_Task requirements_
Rewrite every line of the listing from its start up to and including the line with "0,94,21,124", leaving the command lines as they are. Scale each box coordinate by 0.35 and round it to a whole number, with halves going up.
* BEGIN Input data *
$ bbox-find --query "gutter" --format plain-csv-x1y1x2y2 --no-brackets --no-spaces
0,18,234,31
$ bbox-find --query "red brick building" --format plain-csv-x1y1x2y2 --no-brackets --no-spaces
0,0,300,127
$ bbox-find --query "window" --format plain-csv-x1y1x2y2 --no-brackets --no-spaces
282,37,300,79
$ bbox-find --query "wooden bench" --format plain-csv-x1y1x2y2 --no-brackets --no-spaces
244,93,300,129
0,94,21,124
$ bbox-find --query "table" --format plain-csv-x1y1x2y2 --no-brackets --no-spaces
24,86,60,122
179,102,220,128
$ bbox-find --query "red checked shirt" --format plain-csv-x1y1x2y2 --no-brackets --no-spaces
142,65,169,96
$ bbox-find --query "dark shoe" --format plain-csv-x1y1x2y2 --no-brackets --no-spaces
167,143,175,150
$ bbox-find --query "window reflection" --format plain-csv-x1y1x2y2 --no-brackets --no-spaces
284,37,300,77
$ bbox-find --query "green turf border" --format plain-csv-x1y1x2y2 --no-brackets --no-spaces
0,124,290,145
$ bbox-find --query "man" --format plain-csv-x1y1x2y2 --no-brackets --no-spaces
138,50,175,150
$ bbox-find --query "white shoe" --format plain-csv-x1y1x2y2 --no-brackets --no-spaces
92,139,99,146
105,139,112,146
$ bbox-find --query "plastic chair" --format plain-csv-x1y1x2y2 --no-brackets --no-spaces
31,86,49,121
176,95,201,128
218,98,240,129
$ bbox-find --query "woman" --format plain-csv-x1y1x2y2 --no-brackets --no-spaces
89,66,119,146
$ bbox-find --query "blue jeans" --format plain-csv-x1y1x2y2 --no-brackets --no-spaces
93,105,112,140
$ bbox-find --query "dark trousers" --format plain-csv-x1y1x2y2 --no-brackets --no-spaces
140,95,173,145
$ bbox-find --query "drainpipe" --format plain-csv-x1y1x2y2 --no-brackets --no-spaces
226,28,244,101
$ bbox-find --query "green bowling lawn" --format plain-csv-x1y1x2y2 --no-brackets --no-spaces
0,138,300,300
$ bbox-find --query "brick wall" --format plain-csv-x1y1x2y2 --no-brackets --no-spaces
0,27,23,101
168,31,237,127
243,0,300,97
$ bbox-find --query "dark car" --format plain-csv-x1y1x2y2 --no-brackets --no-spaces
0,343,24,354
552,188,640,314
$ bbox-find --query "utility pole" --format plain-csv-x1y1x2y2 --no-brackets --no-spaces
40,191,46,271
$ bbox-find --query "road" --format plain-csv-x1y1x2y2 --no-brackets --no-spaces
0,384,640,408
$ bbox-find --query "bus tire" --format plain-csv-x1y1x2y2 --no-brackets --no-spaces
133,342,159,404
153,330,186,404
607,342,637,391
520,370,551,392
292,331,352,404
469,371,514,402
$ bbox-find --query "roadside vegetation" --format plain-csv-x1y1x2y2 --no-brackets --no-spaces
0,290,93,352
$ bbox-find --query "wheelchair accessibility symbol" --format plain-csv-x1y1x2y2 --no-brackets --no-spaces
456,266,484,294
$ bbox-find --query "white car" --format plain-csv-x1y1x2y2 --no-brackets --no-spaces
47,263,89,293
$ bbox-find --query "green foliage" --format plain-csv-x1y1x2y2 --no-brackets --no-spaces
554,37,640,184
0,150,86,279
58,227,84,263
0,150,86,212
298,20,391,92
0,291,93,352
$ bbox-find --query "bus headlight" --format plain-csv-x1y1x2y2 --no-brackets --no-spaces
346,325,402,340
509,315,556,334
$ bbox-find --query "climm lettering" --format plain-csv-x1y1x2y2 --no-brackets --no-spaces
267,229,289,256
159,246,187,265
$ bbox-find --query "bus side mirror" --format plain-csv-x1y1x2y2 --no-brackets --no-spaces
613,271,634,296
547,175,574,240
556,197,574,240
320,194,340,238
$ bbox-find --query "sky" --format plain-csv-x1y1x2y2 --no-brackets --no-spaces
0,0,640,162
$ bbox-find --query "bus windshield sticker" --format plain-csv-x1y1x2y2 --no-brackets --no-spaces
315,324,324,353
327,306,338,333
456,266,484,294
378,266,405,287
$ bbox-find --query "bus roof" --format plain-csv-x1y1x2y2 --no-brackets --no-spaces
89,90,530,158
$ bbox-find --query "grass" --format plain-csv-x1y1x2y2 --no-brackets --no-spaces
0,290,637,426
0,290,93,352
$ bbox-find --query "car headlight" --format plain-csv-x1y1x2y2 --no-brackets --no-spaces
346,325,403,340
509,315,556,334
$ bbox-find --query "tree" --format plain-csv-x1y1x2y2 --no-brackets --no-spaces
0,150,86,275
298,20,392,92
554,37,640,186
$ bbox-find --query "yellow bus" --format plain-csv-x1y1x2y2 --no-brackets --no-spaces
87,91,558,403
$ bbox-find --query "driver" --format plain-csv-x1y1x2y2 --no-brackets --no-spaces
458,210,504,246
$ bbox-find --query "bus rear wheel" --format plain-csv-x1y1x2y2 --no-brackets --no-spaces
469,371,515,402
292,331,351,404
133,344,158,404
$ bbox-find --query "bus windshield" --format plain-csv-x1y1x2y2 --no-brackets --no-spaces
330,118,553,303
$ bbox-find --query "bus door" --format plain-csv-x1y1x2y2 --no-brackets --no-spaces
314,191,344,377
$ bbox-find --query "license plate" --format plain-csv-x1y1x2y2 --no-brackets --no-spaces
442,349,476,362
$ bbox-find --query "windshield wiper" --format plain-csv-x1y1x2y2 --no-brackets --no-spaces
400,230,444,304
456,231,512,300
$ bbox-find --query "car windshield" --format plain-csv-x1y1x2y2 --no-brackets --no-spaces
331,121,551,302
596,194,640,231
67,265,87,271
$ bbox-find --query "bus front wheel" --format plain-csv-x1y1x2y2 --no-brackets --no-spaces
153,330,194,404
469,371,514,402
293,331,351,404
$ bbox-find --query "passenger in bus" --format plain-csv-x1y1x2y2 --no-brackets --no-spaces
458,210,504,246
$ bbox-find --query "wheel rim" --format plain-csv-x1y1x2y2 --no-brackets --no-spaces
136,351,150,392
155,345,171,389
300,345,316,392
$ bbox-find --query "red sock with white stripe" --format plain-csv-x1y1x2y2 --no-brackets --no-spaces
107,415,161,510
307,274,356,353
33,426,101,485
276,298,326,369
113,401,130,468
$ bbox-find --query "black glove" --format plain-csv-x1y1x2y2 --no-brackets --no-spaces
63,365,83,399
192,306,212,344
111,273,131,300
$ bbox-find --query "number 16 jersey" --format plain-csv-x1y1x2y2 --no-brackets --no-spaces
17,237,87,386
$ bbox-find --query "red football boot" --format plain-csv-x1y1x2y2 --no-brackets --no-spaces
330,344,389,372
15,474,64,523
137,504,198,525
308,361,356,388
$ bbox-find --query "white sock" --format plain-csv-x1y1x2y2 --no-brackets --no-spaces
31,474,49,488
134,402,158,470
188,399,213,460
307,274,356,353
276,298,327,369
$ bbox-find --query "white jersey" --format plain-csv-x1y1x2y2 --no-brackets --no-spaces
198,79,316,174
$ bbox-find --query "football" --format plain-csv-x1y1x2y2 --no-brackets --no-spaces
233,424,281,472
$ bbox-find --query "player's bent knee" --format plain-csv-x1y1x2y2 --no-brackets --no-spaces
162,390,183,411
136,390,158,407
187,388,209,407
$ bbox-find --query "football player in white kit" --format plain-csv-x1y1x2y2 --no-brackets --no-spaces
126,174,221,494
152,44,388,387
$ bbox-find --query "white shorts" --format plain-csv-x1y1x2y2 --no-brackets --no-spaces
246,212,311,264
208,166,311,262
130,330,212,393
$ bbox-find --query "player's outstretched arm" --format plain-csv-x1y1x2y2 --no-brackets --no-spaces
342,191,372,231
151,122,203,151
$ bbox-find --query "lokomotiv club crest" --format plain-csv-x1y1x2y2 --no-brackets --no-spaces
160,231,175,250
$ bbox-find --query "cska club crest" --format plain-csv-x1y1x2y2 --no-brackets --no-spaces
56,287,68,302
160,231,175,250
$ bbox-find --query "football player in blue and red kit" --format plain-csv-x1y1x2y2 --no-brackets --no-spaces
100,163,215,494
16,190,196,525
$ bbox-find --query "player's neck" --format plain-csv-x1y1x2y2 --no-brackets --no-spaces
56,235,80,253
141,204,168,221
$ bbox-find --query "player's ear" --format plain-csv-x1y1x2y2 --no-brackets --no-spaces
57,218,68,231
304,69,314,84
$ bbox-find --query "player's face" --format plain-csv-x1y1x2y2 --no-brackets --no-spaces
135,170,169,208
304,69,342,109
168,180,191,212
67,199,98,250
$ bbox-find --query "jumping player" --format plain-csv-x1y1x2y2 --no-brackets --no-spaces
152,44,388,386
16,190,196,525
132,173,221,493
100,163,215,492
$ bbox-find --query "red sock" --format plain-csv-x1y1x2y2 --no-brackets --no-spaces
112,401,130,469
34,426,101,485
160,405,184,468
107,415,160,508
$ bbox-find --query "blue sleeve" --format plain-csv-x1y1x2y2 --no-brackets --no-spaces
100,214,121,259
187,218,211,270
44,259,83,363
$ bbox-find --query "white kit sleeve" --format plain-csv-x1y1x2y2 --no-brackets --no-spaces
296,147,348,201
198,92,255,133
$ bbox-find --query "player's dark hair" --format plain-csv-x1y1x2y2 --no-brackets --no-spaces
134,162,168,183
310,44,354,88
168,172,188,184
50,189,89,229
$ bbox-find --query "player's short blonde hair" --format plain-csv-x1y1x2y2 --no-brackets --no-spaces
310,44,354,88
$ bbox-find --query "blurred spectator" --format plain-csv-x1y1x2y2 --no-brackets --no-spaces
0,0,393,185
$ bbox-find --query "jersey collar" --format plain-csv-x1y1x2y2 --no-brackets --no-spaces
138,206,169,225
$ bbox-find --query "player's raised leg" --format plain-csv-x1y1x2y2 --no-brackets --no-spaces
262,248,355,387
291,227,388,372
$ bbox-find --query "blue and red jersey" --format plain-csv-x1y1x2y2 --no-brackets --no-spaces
* END Input data *
_Output_
$ bbox-find --query "gutter" --format plain-csv-x1y1x2y2 --no-brackets --no-spaces
0,6,82,11
$ bbox-find --query "red brick building" --format plain-csv-x1y1x2y2 --no-brackets --no-spaces
0,0,105,44
$ bbox-find --query "window" --format plain-csv-x1y1x2y2 --no-brackets --no-spaces
99,13,105,28
$ bbox-find --query "wooden bench" --format plain-csv-x1y1x2y2 --no-brackets --no-spaces
85,33,105,45
0,33,7,43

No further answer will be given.